**What the exercise asks:** Your task is to return the span of lines beginning at the one with "Expected: for every instance of the navy blue" and ending at the last line of the data, exactly as it stands.

^^^^^^^^

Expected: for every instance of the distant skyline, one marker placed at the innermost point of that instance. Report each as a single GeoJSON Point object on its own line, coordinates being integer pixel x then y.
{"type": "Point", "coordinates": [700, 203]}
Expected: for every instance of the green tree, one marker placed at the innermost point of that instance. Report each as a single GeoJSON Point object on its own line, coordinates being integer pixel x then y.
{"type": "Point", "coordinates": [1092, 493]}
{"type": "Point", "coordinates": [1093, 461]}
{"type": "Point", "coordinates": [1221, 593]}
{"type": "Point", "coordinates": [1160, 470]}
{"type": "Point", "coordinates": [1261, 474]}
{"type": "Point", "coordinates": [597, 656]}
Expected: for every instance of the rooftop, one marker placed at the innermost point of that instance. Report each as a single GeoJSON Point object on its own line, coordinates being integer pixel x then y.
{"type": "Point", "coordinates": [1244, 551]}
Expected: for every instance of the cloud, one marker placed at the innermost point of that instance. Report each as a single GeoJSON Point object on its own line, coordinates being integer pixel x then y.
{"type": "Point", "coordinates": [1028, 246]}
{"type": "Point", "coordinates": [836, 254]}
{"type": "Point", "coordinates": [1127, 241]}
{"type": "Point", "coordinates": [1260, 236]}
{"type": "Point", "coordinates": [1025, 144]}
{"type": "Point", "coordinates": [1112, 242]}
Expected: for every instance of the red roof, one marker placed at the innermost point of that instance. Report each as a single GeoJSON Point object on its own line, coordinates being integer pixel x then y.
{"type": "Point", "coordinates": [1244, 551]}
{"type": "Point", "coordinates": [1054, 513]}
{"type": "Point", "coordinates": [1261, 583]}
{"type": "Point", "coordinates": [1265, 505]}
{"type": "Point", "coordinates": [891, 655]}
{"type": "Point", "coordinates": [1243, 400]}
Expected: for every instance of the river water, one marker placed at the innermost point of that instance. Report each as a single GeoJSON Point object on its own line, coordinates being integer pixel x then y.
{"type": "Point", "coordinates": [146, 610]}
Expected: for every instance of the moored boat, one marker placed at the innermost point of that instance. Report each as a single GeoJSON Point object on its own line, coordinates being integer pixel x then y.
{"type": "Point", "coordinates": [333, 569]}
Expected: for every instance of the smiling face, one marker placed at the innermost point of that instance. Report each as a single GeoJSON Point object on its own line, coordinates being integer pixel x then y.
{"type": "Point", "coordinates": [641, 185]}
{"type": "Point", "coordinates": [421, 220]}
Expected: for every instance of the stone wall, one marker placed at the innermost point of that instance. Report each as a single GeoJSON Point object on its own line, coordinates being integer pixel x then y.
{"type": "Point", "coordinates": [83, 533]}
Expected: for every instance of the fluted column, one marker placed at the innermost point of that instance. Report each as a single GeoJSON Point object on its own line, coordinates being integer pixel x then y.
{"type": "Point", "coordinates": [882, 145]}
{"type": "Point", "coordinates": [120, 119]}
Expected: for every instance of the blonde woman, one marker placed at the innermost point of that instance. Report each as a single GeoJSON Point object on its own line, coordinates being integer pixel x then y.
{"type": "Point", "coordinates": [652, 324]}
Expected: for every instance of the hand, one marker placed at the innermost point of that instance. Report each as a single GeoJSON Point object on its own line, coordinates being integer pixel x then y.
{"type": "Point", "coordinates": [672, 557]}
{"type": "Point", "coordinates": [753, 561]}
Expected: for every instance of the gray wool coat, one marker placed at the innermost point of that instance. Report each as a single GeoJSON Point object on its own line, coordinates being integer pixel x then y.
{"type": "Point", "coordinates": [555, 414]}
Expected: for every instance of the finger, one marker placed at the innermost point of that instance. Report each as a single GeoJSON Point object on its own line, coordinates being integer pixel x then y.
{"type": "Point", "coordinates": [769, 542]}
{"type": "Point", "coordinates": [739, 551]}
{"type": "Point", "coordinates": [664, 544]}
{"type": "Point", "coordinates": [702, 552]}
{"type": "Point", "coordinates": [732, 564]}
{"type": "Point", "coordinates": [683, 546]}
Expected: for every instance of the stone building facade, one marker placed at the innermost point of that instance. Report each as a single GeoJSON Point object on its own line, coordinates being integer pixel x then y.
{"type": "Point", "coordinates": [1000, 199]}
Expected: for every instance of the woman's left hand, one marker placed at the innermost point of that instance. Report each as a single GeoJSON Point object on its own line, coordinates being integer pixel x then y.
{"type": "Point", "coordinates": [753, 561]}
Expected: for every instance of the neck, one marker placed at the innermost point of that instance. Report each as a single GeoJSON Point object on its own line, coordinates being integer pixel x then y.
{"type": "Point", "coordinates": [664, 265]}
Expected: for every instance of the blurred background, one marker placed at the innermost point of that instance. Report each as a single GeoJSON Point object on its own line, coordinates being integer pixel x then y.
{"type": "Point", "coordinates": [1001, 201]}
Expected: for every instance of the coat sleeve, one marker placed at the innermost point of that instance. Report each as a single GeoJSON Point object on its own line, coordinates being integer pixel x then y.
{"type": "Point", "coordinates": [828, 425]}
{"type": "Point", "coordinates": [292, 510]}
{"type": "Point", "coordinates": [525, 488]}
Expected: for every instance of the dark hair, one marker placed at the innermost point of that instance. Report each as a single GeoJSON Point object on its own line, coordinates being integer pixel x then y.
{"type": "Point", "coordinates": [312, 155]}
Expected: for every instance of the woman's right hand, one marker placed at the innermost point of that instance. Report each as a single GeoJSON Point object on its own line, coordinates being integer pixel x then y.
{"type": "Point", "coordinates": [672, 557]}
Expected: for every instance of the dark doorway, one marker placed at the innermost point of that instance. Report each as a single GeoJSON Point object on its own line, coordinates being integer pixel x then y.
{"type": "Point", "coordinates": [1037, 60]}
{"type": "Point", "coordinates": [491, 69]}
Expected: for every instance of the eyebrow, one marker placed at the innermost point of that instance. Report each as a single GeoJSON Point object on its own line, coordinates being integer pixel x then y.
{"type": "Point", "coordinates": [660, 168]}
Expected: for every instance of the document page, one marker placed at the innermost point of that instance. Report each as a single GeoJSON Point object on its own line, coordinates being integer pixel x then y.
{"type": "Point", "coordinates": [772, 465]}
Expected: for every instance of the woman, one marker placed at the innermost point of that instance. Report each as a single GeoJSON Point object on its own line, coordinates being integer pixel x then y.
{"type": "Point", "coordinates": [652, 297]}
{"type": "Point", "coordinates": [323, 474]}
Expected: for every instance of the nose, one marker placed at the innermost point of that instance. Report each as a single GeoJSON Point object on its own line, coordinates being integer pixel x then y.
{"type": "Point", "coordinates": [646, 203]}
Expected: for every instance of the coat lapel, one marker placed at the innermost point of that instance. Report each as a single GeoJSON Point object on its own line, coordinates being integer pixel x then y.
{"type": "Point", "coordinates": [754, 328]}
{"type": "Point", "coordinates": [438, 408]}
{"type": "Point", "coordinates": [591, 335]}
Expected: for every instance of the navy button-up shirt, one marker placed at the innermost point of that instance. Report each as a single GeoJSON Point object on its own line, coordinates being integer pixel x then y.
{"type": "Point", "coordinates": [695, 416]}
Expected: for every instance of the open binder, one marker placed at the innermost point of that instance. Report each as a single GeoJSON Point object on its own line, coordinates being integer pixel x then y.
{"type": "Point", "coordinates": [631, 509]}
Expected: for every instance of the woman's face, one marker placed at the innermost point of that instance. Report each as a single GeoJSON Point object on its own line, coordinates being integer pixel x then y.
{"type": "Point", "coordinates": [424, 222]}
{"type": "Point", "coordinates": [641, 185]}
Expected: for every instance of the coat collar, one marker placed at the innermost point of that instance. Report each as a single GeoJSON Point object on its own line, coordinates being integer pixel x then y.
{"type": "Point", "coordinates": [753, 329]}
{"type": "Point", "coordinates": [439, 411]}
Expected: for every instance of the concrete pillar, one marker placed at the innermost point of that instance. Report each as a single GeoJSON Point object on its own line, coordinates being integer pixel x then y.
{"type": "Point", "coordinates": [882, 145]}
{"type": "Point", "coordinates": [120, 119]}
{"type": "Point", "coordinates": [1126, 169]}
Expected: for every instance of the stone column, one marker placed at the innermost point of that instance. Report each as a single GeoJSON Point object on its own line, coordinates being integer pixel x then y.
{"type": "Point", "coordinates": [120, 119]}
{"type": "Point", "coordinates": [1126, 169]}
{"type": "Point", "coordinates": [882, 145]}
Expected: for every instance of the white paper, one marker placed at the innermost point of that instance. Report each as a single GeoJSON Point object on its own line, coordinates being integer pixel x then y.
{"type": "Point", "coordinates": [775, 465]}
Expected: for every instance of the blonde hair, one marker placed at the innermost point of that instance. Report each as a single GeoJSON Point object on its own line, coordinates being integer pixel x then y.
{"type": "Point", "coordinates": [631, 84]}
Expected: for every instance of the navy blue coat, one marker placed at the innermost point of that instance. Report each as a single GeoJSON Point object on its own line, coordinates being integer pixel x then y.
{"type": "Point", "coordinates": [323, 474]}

^^^^^^^^

**Exercise output:**
Expected: for every instance of the navy blue coat, one marker placed at the innermost point of that instance. Report each as a single GeoJSON Point object on its own line, coordinates being integer pixel x then y.
{"type": "Point", "coordinates": [323, 474]}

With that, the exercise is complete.